* [FRAGMENTO DE LA PÁGINA]:
○ ○ ○ ○ ○ ○ ○

Carta del obispo de Córdoba, Mons. Demetrio Fernández
“Los que mueren en la gracia y la amistad de Dios, pero imperfectamente purificados, aunque están seguros de su eterna salvación, sufren después de su muerte una purificación, a fin de obtener la santidad necesaria para entrar en la alegría del cielo” (Catecismo 1030). Esto nos lo enseña el Catecismo de la Iglesia Católica cuando habla del más allá de la muerte. El Purgatorio supone por tanto la salvación eterna, que es irreversible, aunque todavía no goza a plena luz de Dios, porque necesita una purificación previa.
El mes de noviembre, último mes del año litúrgico, nos pone delante de los ojos el más allá, para que reflexionemos. ¿Qué pasa después de la muerte? La muerte no acaba con nosotros, llevando nuestros huesos al sepulcro o al horno crematorio, y ahí termina todo. No. Dios nos ha creado para vivir eternamente junto a él, para hacernos partícipes de su felicidad inmensa. El hombre es espíritu encarnado. En la muerte nuestra carne se separa del espíritu, del alma. El cuerpo va al sepulcro, el espíritu o alma no muere. Al final de los tiempos, el cuerpo volverá a reunirse con el espíritu.

○ ○ ○ ○ ○ ○ ○

* [DATOS APORTADOS]:
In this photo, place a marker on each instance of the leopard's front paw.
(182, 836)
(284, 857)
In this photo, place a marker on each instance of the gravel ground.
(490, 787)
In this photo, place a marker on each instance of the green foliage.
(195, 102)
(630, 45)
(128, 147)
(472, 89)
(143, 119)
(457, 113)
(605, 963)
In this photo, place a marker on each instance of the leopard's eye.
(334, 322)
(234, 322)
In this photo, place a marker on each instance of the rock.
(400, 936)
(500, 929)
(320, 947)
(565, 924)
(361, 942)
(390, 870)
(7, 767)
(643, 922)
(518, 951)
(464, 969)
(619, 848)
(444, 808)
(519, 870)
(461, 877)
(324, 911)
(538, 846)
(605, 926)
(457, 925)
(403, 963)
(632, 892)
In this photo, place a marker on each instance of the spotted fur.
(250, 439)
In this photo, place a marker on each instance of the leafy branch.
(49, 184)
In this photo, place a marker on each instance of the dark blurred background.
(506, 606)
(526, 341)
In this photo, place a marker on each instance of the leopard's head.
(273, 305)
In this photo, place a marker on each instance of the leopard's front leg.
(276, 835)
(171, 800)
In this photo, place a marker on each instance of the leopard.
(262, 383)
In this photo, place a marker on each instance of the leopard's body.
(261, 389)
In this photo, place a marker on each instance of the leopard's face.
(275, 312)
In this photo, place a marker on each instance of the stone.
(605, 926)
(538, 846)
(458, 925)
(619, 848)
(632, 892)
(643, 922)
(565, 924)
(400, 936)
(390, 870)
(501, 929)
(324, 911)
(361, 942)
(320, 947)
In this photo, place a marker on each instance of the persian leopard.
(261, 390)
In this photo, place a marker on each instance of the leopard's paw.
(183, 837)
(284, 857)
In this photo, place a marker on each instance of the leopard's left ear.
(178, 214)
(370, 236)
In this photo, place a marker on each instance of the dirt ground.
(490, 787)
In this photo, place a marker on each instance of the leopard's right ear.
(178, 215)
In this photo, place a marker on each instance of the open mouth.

○ ○ ○ ○ ○ ○ ○

* [TAREA]: Reproduce todo el pasaje de la carta que va desde "Carta del obispo" hasta "una purificación previa.", pero cambia "purificación" por "depuración". Los registros no tienen relación con la carta.

* [RESULTADO]:
Carta del obispo de Córdoba, Mons. Demetrio Fernández
“Los que mueren en la gracia y la amistad de Dios, pero imperfectamente purificados, aunque están seguros de su eterna salvación, sufren después de su muerte una depuración, a fin de obtener la santidad necesaria para entrar en la alegría del cielo” (Catecismo 1030). Esto nos lo enseña el Catecismo de la Iglesia Católica cuando habla del más allá de la muerte. El Purgatorio supone por tanto la salvación eterna, que es irreversible, aunque todavía no goza a plena luz de Dios, porque necesita una depuración previa.